Listed entries:
______

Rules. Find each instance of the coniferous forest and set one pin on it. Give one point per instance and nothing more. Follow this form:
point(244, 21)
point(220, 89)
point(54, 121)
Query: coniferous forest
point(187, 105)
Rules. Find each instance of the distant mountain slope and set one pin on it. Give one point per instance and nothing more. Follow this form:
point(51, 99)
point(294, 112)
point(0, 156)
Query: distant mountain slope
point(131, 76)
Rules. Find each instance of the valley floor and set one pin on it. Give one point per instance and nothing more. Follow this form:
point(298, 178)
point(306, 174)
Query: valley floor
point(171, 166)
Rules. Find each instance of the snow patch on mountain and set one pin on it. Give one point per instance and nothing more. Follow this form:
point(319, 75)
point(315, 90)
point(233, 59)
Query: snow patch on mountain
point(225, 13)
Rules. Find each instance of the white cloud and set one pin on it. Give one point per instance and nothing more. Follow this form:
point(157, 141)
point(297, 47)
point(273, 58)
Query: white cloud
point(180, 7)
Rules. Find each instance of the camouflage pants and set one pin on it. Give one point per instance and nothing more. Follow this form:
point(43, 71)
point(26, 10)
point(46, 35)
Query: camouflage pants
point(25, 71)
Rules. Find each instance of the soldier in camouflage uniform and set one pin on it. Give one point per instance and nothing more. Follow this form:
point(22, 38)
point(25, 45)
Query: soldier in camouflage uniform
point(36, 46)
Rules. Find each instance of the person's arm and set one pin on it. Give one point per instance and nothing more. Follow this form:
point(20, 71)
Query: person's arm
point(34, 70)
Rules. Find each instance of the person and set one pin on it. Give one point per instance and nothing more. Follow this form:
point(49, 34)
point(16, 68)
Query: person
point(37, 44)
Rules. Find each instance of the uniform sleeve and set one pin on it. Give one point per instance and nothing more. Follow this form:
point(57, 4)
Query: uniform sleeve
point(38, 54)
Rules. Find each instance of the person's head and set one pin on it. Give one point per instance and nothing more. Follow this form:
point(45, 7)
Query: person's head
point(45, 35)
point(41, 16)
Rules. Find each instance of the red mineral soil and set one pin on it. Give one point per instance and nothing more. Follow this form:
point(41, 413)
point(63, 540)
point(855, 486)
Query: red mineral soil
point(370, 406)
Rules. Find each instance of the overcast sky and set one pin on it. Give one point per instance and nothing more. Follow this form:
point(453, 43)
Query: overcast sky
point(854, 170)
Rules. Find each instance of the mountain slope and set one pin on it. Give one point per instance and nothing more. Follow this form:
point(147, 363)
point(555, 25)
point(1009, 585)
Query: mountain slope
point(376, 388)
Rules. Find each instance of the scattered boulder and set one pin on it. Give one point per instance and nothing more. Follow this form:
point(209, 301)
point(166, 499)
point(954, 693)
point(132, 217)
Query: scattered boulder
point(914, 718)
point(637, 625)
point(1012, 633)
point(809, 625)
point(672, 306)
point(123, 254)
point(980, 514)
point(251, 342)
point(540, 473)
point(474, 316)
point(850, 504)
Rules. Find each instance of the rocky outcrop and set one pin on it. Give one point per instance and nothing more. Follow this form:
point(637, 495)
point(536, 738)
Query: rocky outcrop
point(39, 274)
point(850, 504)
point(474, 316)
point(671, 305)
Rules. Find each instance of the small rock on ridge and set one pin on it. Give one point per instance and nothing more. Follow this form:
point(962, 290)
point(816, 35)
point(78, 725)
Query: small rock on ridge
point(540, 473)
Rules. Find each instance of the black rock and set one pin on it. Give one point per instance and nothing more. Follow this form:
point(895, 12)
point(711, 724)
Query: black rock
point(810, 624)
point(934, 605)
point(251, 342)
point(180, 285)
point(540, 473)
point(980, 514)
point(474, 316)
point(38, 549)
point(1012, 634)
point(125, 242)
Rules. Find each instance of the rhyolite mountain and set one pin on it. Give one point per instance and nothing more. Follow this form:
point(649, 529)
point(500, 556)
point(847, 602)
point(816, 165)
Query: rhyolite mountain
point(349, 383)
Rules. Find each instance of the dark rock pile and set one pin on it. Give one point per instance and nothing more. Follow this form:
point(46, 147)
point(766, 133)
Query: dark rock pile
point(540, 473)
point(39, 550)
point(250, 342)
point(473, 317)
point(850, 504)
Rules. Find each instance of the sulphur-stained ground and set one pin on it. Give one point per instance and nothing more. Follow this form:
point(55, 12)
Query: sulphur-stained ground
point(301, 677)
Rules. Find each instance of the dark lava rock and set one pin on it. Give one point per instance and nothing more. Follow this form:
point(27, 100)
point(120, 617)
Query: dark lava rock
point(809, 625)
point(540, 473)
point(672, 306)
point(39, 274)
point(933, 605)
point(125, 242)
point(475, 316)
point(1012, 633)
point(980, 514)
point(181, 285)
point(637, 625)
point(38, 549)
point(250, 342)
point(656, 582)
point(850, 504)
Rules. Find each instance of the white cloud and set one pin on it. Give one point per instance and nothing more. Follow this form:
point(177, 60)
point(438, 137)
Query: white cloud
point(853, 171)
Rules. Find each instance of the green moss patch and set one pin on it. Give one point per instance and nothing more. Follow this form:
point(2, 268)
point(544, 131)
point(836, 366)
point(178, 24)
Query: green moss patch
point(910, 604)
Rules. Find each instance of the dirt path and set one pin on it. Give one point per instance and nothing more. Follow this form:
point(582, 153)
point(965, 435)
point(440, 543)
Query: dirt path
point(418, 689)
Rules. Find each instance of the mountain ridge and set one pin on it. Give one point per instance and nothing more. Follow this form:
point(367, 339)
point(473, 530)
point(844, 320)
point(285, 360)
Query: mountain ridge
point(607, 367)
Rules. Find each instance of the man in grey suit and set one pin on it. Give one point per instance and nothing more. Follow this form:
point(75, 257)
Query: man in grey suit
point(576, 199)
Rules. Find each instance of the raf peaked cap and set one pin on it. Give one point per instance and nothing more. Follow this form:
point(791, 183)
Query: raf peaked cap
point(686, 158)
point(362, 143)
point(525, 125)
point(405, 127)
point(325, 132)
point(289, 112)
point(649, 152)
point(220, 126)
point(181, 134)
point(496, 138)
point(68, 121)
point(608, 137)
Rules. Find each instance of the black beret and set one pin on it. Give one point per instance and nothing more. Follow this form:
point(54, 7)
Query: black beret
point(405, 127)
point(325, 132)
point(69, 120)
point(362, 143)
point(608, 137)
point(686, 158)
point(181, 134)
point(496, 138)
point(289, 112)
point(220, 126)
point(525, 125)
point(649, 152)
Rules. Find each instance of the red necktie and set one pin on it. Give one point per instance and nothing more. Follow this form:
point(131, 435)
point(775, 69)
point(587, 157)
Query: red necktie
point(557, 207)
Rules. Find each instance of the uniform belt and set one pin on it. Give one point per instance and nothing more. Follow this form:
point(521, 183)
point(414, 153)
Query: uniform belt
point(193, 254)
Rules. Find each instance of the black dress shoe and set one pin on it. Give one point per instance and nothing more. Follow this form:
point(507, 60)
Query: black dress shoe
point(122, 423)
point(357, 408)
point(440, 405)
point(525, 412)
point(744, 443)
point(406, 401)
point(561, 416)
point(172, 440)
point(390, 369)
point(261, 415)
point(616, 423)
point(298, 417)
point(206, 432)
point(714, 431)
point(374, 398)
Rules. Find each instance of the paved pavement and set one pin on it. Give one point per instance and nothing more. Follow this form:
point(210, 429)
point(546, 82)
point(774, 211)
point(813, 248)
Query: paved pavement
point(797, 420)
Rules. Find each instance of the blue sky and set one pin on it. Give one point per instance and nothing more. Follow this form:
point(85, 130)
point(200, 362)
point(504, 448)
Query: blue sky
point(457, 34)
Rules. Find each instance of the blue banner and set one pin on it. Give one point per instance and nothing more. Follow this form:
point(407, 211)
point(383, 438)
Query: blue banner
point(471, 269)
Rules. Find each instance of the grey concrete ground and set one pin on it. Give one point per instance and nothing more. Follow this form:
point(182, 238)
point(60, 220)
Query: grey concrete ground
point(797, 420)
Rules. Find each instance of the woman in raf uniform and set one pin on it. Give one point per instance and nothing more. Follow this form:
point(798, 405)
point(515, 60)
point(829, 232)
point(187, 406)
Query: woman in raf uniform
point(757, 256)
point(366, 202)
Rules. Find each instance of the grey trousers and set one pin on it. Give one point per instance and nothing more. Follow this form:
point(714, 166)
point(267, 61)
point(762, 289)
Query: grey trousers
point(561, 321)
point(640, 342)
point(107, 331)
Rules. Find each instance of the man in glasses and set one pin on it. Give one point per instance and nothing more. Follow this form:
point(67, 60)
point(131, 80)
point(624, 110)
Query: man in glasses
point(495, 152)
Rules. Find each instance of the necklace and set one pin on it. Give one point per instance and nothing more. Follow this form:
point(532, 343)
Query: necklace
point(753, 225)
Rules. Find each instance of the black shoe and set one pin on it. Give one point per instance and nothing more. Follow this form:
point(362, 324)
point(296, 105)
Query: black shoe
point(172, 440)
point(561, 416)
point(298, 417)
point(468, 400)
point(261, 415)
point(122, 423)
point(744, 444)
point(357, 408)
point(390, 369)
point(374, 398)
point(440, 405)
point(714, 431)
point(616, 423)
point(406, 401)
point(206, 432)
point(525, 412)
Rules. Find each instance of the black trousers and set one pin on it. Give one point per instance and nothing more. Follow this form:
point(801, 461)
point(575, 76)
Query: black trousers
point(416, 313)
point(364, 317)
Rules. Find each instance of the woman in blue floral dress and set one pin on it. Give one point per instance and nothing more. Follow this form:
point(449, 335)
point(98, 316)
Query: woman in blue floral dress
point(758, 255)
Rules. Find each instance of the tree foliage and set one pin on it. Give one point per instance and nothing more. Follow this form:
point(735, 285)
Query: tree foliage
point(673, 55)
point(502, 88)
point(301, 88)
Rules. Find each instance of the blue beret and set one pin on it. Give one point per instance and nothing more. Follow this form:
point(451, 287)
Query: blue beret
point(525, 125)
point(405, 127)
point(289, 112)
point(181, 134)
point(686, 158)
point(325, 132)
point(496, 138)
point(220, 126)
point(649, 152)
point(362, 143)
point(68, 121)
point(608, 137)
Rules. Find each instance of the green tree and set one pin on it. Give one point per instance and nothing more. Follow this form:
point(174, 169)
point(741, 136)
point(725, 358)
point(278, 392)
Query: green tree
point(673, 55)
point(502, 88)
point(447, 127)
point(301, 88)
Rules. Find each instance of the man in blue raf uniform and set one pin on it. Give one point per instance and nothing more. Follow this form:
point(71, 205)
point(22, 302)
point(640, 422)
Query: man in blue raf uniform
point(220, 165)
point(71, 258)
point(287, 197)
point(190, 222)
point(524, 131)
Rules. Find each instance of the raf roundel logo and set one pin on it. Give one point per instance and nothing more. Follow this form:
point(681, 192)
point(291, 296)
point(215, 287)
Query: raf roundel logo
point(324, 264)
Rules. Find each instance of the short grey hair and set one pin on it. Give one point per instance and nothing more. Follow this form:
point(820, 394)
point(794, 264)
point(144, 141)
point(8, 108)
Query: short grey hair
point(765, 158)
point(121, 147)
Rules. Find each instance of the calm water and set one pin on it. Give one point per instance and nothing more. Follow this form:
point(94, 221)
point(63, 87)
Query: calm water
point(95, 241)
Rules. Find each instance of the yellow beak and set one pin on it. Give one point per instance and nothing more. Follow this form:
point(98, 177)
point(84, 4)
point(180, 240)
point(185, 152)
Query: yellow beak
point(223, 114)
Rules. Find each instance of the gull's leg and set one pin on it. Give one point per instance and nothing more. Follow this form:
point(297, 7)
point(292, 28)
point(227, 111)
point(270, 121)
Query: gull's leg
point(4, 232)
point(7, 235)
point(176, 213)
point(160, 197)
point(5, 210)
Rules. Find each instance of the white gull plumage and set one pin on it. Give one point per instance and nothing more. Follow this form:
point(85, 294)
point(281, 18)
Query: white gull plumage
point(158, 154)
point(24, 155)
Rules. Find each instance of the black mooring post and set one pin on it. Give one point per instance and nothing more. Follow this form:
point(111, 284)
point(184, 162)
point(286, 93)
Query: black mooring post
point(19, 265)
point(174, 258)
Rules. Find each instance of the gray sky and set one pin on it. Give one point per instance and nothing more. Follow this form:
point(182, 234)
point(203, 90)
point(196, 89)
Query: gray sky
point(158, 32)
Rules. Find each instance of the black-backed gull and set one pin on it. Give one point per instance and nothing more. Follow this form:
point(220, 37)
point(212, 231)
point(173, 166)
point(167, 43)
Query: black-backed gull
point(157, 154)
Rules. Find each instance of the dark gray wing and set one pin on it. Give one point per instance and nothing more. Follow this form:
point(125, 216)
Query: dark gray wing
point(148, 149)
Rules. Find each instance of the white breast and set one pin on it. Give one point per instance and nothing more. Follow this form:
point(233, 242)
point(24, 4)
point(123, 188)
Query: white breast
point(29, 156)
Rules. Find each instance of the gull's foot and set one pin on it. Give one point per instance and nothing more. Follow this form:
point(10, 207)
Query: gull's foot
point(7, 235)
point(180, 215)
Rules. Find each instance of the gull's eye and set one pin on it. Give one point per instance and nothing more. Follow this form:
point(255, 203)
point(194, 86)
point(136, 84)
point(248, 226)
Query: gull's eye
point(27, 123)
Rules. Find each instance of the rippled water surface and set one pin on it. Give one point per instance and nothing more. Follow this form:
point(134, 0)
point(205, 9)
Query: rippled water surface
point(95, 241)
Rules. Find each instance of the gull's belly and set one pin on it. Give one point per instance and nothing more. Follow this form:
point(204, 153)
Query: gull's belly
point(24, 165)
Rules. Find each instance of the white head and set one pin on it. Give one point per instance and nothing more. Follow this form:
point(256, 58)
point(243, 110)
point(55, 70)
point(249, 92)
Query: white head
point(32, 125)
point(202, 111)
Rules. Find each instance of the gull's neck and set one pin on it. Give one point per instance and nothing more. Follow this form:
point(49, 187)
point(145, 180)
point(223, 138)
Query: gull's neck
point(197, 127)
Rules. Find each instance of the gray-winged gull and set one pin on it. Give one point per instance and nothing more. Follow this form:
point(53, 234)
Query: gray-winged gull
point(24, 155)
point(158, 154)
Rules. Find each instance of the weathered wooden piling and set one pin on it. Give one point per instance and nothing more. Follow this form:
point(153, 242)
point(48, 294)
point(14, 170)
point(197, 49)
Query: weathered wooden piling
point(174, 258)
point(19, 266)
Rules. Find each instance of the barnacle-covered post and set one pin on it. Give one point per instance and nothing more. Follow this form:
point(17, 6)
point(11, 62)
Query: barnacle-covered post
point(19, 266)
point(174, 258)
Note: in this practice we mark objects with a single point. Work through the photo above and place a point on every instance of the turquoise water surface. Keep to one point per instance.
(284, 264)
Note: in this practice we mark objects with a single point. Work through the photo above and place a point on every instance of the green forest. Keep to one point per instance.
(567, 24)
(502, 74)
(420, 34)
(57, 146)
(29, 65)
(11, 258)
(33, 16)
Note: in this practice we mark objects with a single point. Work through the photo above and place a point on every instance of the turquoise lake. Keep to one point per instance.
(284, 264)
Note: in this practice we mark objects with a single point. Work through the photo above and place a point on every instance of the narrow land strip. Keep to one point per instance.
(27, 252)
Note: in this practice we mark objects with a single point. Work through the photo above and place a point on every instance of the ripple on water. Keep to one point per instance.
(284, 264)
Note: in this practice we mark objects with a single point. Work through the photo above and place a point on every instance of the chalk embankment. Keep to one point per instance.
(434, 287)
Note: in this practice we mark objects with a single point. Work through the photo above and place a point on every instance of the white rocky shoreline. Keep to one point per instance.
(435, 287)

______

Given problem: Reproduce only those lines of the entries above that run from the line with "lake. Keep to one point per instance." to the final line.

Solution for this exercise:
Note: in this practice we mark objects with a single point. Work through the photo above and place a point on every instance of the turquoise lake. Keep to one point per instance.
(284, 264)
Note: in this practice we mark objects with a single point. Work through the photo above and place a point on every instance of the narrow land strip. Keep to one point per instance.
(27, 252)
Note: in this practice we mark objects with a single point. Work through the photo above and place a point on every instance of the ripple on water. Keep to one point per instance.
(284, 264)
Note: in this practice we mark objects with a single point. Work through the photo above and place a point on every instance of the chalk embankment. Keep to one point per instance.
(434, 287)
Note: in this practice we mark objects with a single point. Work through the photo above and place a point on every instance of the white rocky shoreline. Keep to one point per instance.
(435, 287)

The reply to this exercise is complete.